TASK DETAILS -> Gather each line in the records below that contains the word "tree", and copy those lines in full.

AVAILABLE RECORDS ->
┏━━
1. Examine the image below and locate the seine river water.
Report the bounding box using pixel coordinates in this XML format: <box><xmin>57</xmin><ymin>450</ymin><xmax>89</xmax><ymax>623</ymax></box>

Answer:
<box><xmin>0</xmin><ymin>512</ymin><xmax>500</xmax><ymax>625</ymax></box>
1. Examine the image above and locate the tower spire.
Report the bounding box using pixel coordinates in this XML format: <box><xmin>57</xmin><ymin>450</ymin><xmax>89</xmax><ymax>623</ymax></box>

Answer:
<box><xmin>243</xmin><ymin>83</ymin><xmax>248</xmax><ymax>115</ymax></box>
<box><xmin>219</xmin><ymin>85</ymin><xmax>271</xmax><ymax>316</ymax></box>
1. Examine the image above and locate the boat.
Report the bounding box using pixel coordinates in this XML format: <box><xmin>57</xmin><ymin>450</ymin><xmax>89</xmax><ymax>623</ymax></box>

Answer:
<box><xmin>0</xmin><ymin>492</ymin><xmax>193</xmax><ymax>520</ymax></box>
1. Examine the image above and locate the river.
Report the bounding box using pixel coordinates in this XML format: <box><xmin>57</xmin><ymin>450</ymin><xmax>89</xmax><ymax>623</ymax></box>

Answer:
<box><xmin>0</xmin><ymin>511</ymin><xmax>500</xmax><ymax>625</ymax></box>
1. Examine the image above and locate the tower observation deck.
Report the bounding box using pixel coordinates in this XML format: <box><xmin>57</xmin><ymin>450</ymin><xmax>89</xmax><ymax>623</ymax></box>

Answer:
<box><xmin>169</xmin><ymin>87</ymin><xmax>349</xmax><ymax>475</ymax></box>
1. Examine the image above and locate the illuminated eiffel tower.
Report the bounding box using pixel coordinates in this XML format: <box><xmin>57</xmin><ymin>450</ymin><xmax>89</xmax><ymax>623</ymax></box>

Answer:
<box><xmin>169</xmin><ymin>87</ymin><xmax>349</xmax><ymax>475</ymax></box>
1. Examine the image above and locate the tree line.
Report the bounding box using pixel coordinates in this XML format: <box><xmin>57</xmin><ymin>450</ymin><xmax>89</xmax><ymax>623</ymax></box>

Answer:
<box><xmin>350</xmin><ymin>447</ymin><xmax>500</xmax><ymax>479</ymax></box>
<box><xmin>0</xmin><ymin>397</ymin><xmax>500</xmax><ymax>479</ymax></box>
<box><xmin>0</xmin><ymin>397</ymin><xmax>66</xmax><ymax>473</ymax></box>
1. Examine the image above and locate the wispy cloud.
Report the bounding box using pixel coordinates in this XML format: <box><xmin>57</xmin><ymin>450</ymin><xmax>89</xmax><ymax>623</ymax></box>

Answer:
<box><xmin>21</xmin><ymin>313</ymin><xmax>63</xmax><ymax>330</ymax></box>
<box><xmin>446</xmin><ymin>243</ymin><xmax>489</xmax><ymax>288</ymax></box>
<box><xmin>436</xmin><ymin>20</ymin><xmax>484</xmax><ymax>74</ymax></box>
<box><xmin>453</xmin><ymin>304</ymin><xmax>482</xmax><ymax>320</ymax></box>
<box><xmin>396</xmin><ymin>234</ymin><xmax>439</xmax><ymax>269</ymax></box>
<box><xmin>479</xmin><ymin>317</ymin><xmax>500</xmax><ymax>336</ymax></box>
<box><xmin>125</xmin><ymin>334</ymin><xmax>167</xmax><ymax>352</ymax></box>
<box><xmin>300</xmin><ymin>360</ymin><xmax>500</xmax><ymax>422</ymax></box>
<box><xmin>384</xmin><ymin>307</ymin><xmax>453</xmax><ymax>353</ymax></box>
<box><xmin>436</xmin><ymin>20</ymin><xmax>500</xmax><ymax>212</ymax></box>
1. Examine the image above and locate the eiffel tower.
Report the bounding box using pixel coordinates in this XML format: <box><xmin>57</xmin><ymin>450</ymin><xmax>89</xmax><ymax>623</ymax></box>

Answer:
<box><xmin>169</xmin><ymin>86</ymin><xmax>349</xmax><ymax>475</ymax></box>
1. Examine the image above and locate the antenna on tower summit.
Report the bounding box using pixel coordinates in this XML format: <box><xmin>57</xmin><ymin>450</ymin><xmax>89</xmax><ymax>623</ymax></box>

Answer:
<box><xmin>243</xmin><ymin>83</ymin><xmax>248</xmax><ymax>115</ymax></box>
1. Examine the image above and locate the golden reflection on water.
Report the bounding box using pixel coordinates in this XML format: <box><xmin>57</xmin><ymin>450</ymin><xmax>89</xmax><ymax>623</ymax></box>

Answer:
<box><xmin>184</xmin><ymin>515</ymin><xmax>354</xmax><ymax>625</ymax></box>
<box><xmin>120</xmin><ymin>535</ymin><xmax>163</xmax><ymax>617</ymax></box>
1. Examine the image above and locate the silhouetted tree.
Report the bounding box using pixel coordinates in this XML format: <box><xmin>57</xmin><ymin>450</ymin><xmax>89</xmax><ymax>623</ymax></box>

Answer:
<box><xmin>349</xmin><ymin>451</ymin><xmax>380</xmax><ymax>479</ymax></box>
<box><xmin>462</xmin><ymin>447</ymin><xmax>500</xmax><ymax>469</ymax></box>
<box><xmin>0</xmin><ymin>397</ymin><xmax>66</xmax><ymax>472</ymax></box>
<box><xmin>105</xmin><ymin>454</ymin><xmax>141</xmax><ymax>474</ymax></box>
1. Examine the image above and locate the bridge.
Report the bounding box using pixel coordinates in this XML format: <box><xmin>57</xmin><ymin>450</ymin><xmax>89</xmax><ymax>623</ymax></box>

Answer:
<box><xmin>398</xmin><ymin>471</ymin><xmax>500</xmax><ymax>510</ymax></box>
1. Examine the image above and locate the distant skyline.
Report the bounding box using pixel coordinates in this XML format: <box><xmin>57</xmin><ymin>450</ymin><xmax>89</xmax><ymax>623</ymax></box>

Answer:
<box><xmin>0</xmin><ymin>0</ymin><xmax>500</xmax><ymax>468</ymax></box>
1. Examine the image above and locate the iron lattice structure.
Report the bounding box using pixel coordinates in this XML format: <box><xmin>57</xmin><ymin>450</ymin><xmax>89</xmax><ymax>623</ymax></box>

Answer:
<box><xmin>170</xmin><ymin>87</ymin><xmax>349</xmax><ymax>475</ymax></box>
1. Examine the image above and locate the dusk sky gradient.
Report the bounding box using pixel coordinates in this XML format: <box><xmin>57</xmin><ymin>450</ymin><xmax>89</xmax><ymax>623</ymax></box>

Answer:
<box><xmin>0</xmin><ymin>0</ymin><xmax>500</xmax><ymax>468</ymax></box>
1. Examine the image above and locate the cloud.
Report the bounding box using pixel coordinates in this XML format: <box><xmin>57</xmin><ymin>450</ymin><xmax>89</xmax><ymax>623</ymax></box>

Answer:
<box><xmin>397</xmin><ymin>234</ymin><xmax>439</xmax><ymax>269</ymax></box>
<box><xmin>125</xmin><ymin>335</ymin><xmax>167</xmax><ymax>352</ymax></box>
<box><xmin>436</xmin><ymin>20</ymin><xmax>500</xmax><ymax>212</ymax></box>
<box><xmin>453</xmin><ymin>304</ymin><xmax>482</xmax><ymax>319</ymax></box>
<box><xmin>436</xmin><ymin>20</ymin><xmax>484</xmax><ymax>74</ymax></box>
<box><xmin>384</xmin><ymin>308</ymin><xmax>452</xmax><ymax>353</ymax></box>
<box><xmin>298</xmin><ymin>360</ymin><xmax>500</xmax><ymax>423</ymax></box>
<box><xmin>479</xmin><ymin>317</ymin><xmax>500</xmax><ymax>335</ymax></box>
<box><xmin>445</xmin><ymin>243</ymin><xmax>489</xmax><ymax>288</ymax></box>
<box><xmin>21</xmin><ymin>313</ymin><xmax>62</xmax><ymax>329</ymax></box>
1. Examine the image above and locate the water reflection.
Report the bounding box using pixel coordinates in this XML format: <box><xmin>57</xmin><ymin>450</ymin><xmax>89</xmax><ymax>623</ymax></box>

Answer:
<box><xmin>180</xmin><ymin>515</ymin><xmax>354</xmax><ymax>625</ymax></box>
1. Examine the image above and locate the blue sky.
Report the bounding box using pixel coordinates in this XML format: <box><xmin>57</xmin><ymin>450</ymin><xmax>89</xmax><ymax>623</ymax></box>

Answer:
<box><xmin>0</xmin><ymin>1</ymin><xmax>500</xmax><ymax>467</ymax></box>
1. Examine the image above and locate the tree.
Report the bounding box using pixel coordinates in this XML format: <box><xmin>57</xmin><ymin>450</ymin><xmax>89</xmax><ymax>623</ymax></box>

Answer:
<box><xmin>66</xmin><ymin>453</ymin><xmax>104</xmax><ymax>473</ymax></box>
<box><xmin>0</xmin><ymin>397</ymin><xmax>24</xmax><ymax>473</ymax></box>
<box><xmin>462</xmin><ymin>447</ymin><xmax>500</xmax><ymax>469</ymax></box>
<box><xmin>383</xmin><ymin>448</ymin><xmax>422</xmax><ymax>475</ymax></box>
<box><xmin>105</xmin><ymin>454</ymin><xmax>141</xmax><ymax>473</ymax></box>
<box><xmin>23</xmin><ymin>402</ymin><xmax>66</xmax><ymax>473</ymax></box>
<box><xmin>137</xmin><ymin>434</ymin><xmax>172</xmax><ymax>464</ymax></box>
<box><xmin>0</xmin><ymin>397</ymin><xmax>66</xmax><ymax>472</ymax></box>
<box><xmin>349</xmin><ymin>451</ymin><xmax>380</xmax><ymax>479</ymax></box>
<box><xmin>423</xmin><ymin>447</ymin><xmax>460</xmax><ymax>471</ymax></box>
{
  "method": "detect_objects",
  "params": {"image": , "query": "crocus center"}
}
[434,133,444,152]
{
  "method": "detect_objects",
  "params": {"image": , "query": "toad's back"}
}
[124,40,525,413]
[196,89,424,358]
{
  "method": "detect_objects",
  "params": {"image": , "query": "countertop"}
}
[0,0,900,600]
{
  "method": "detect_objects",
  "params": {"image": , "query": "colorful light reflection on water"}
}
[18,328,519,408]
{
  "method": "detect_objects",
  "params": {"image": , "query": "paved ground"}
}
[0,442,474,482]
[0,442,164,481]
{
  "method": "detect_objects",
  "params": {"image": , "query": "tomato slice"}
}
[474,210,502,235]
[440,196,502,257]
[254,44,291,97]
┗━━
OUTPUT FOR THIS TASK ->
1. Examine the image above and locate the tree line.
1. Examine the image above and locate the silhouetted tree.
1. Examine the image above and locate the tree.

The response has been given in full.